LISTED ENTRIES =>

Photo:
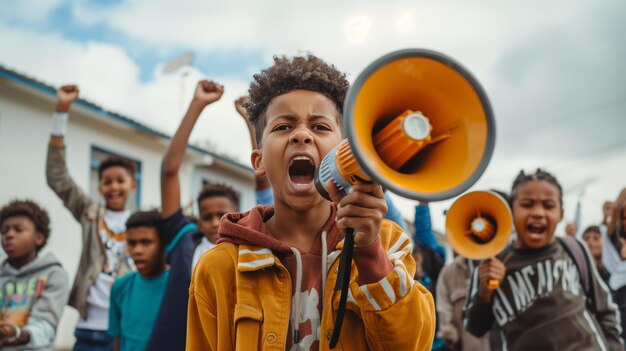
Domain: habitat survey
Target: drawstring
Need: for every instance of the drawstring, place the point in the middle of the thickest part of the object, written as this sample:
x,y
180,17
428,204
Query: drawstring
x,y
296,315
324,264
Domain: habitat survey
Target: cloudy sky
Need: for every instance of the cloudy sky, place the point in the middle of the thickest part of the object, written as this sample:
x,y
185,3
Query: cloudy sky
x,y
554,71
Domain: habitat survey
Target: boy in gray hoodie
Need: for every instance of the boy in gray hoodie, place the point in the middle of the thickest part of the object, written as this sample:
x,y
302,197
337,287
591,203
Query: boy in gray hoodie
x,y
33,288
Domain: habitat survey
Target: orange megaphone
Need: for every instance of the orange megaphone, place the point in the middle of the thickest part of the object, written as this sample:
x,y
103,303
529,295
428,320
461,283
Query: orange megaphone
x,y
419,124
479,225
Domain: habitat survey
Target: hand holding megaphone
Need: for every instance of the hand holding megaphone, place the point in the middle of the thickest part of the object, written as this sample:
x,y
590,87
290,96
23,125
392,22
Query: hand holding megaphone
x,y
490,273
362,209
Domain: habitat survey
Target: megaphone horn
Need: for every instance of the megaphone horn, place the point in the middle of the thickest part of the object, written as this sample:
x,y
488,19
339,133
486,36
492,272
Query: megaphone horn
x,y
479,225
419,124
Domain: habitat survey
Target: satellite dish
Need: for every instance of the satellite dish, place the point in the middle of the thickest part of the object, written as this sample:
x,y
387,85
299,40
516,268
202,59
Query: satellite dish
x,y
179,62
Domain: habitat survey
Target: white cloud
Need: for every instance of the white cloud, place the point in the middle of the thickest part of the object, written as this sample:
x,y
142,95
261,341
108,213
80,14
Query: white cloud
x,y
553,70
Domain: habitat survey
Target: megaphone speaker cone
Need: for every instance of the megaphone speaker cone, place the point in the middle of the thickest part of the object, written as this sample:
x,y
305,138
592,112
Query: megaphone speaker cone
x,y
479,224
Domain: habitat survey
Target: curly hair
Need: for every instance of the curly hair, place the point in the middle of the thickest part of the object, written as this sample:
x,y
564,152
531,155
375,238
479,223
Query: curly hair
x,y
538,175
288,74
216,189
33,212
115,161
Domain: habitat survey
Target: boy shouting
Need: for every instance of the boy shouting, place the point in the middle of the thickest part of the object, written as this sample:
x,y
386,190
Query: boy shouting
x,y
269,283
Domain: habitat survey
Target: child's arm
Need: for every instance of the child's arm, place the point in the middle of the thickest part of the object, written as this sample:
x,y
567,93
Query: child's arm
x,y
40,329
202,322
57,175
393,214
445,311
602,305
398,313
478,316
205,94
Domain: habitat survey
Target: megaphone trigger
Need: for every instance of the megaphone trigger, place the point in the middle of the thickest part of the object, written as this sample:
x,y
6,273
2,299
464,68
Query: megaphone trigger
x,y
493,284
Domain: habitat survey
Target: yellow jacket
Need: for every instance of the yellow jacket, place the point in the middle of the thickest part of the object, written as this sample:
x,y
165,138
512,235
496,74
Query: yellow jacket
x,y
240,299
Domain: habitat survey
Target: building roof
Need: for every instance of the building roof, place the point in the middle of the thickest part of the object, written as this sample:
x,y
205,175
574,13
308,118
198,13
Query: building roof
x,y
48,89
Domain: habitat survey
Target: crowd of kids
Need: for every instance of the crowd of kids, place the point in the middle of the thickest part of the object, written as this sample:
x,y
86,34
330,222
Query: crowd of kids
x,y
264,278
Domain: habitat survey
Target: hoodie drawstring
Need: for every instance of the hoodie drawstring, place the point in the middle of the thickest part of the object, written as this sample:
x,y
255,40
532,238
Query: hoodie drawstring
x,y
296,308
324,264
296,314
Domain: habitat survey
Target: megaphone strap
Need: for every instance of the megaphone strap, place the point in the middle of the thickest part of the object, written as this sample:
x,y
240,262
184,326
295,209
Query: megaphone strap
x,y
343,283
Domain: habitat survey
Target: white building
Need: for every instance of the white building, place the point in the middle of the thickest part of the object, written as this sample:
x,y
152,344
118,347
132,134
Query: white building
x,y
26,107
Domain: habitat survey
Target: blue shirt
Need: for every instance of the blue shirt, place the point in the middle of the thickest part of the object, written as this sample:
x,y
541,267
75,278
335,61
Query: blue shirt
x,y
132,312
170,328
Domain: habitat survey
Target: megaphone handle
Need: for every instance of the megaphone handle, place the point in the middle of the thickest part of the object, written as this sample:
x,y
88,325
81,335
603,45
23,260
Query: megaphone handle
x,y
343,283
493,284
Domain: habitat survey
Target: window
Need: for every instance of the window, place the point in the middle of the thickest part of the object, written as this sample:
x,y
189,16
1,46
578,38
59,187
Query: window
x,y
99,154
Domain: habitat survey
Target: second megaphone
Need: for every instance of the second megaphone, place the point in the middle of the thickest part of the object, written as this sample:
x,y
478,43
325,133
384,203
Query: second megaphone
x,y
479,225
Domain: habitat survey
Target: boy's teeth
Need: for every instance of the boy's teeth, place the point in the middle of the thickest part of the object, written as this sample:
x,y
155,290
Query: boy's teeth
x,y
297,158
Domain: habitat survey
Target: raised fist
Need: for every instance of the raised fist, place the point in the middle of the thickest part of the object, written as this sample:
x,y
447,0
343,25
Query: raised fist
x,y
208,92
65,96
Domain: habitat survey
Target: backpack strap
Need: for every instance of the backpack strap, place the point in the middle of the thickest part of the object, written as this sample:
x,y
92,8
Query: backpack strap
x,y
577,252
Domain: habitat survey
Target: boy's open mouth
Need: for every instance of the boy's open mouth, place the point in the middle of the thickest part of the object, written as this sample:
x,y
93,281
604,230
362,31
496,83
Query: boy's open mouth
x,y
302,170
536,229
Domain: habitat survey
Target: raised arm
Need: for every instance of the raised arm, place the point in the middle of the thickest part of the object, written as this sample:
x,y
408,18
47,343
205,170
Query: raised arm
x,y
206,93
57,175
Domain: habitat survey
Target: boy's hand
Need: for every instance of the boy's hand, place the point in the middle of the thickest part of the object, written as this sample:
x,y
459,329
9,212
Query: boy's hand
x,y
65,96
489,269
208,92
240,109
362,209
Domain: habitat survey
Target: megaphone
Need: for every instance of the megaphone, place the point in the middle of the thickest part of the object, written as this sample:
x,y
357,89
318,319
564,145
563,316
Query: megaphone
x,y
479,225
420,125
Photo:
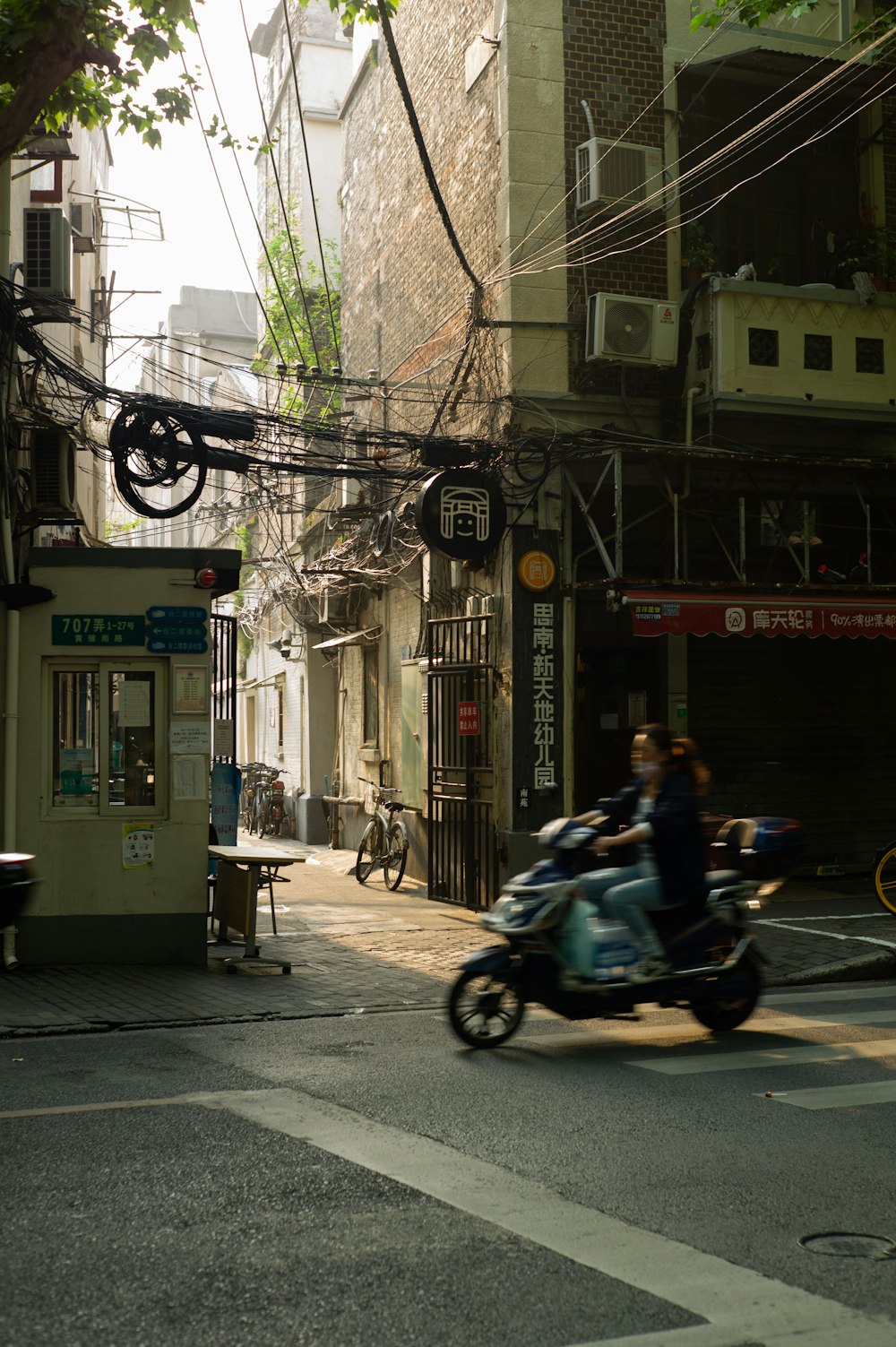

TASK TO COMPLETE => Output exactly the span of lines from the top of the listing through the line holding "Target: megaphone speaker cone", and leave every picture out.

OUTPUT =>
Photo:
Domain: habitat survey
Target: drawstring
Need: for every instance of the drawstring, place the point in the middle of the thickest part of the object, written as this sample:
x,y
180,17
428,204
Query: drawstring
x,y
296,315
324,264
Domain: habitat survey
Target: cloudy sky
Need: for every instance of the cloudy sky, place the point in the middle of the thickest part of the object, written as this sample:
x,y
185,3
Query: cloudy sky
x,y
554,71
Domain: habitat survey
Target: boy in gray hoodie
Need: for every instance of the boy in gray hoodie, place the point in the middle of the thickest part of the object, written as this sample:
x,y
302,197
337,287
591,203
Query: boy in gray hoodie
x,y
33,288
Domain: habitat survey
Target: orange megaphone
Need: for every instance of the orange megaphone, place the point in the middle of the thickest part of the object, written as this sample:
x,y
103,303
529,295
428,320
461,283
Query: orange megaphone
x,y
419,124
479,225
Domain: habitat survey
Target: hand holding megaphone
Need: for every instance of the hand holding megaphone, place the point in the middle of the thickest part of the object, written as this sample:
x,y
590,87
290,96
23,125
392,22
Query: hand holding megaphone
x,y
490,273
362,209
Domain: habitat survey
Target: megaphone horn
Need: for every instance of the megaphone horn, place the point in the middle of the thickest part of the object, written as this sample:
x,y
488,19
339,133
486,36
492,272
Query: megaphone horn
x,y
479,225
419,124
Domain: habitat survey
Target: satellite dish
Need: for every instance of the satellite dish, place the point in the middle of the thickest part of the object, written as this sample:
x,y
387,85
299,40
516,268
202,59
Query: satellite dish
x,y
179,62
Domain: habitat survey
Target: white cloud
Need: for every instance of the white cloud, place the point in the middle of the thickest part of the object, written as this sample:
x,y
142,95
261,341
108,213
80,14
Query: white cloud
x,y
553,70
Domain: habitat survey
Target: megaphone speaker cone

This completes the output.